[[ Data supplied open ]]

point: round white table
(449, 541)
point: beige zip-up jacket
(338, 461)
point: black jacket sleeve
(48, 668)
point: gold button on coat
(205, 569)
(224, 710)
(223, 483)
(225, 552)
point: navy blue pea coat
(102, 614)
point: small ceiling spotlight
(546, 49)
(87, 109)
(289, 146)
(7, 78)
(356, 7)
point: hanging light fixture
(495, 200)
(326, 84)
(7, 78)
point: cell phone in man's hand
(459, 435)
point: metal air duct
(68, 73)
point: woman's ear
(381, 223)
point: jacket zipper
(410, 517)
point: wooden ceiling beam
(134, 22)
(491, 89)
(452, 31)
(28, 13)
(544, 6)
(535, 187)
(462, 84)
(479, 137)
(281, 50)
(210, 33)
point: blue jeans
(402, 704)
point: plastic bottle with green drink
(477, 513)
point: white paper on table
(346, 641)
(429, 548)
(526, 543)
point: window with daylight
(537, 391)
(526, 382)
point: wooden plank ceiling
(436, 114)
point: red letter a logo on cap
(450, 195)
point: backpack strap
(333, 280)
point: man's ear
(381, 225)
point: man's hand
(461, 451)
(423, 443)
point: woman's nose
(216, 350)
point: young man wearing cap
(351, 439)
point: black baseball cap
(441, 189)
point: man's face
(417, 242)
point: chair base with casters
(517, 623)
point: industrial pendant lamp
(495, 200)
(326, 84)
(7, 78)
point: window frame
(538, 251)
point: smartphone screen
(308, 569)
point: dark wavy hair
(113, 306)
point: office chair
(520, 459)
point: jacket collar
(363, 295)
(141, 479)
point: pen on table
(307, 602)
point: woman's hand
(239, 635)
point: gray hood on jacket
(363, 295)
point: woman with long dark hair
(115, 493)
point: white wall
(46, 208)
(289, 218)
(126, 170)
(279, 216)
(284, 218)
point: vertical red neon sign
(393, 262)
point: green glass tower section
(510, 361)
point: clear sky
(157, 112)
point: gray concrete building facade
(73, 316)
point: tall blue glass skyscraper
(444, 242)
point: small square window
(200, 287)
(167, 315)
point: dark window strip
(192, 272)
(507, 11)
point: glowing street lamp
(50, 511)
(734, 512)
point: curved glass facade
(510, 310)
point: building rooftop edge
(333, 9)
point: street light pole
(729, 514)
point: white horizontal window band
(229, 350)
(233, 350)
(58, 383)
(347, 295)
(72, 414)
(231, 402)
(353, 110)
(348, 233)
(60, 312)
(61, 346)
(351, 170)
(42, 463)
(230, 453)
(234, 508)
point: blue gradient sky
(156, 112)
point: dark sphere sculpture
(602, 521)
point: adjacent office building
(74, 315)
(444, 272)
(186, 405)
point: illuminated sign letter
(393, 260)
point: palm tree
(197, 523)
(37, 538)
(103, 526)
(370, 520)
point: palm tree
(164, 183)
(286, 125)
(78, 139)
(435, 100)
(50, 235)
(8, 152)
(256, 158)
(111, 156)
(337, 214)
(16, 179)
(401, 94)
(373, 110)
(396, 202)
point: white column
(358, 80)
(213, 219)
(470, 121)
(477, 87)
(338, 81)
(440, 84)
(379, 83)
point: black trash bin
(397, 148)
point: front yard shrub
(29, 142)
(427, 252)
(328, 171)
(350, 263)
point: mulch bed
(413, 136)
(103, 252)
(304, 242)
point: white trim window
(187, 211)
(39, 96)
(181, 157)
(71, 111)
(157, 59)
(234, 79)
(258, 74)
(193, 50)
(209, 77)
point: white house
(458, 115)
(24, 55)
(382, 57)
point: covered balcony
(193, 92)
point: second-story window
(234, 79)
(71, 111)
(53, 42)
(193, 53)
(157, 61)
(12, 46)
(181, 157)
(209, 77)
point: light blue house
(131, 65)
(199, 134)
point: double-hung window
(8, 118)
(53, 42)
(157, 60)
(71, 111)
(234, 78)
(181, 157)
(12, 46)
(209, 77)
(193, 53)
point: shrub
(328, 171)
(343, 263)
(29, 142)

[[ Data supplied closed ]]

_What the task requires:_
Repeat the listing above line by line, exactly as written.

_Completed exercise:_
point: round white table
(449, 541)
point: beige zip-up jacket
(338, 461)
point: black jacket sleeve
(48, 668)
point: gold button on coat
(205, 569)
(224, 710)
(223, 483)
(225, 552)
point: navy blue pea coat
(102, 614)
point: small ceiling spotlight
(546, 49)
(87, 109)
(289, 146)
(7, 78)
(356, 7)
point: hanging light fixture
(495, 200)
(326, 84)
(7, 78)
point: cell phone in man's hand
(459, 435)
point: metal air duct
(68, 73)
point: woman's ear
(381, 223)
point: jacket zipper
(410, 517)
point: wooden ceiling beam
(134, 22)
(491, 89)
(452, 31)
(28, 13)
(544, 6)
(535, 187)
(462, 84)
(479, 137)
(281, 50)
(210, 33)
point: blue jeans
(402, 704)
point: plastic bottle with green drink
(477, 513)
point: white paper on table
(346, 641)
(429, 548)
(526, 543)
point: window with daylight
(537, 391)
(526, 382)
point: wooden plank ceiling
(436, 114)
point: red letter a logo on cap
(450, 195)
point: backpack strap
(333, 280)
point: man's ear
(381, 225)
point: man's hand
(461, 451)
(423, 443)
point: woman's nose
(216, 350)
point: young man wearing cap
(351, 439)
point: black baseball cap
(441, 189)
point: man's face
(417, 242)
point: chair base with casters
(517, 623)
point: industrial pendant lamp
(495, 200)
(326, 84)
(7, 78)
point: window frame
(538, 251)
point: smartphone screen
(308, 569)
point: dark wavy hair
(113, 306)
point: office chair
(520, 459)
point: jacket collar
(363, 295)
(141, 479)
point: pen on table
(307, 602)
point: woman's hand
(239, 635)
point: gray hood on jacket
(363, 295)
point: woman with long dark hair
(115, 493)
point: white wall
(46, 208)
(289, 218)
(126, 170)
(279, 216)
(284, 218)
point: vertical red neon sign
(393, 262)
point: green glass tower section
(510, 361)
point: clear sky
(157, 112)
point: gray concrete building facade
(73, 316)
point: tall blue glass skyscraper
(444, 242)
point: small square window
(200, 287)
(167, 315)
point: dark window strip
(192, 272)
(507, 11)
point: glowing street lamp
(50, 511)
(734, 512)
point: curved glass facade
(510, 310)
point: building rooftop edge
(333, 9)
point: street light pole
(729, 514)
point: white horizontal window band
(229, 350)
(233, 350)
(58, 383)
(347, 295)
(72, 414)
(231, 402)
(353, 110)
(348, 233)
(60, 312)
(61, 346)
(351, 170)
(42, 463)
(230, 453)
(234, 508)
point: blue gradient sky
(156, 112)
point: dark sphere sculpture
(602, 521)
point: adjacent office building
(74, 315)
(444, 272)
(186, 405)
point: illuminated sign letter
(393, 260)
point: palm tree
(197, 523)
(37, 538)
(103, 526)
(370, 520)
point: palm tree
(164, 183)
(286, 125)
(78, 139)
(435, 100)
(50, 235)
(8, 152)
(256, 158)
(111, 156)
(337, 214)
(16, 179)
(401, 94)
(373, 110)
(396, 202)
point: white column
(358, 80)
(213, 219)
(470, 121)
(477, 87)
(338, 81)
(440, 84)
(379, 83)
point: black trash bin
(397, 148)
point: front yard shrub
(29, 142)
(427, 252)
(328, 171)
(350, 263)
point: mulch bed
(413, 136)
(103, 252)
(304, 242)
point: white trim window
(187, 211)
(39, 96)
(181, 157)
(71, 111)
(157, 59)
(234, 79)
(258, 74)
(193, 50)
(209, 77)
point: white house
(458, 115)
(24, 55)
(382, 57)
point: covered balcony
(193, 92)
point: second-story window
(234, 79)
(71, 111)
(53, 42)
(193, 53)
(157, 61)
(12, 46)
(181, 157)
(209, 77)
point: light blue house
(131, 65)
(199, 134)
point: double-hung window
(8, 118)
(53, 42)
(157, 60)
(71, 111)
(234, 78)
(181, 157)
(12, 46)
(209, 77)
(193, 53)
point: shrub
(328, 171)
(343, 263)
(29, 142)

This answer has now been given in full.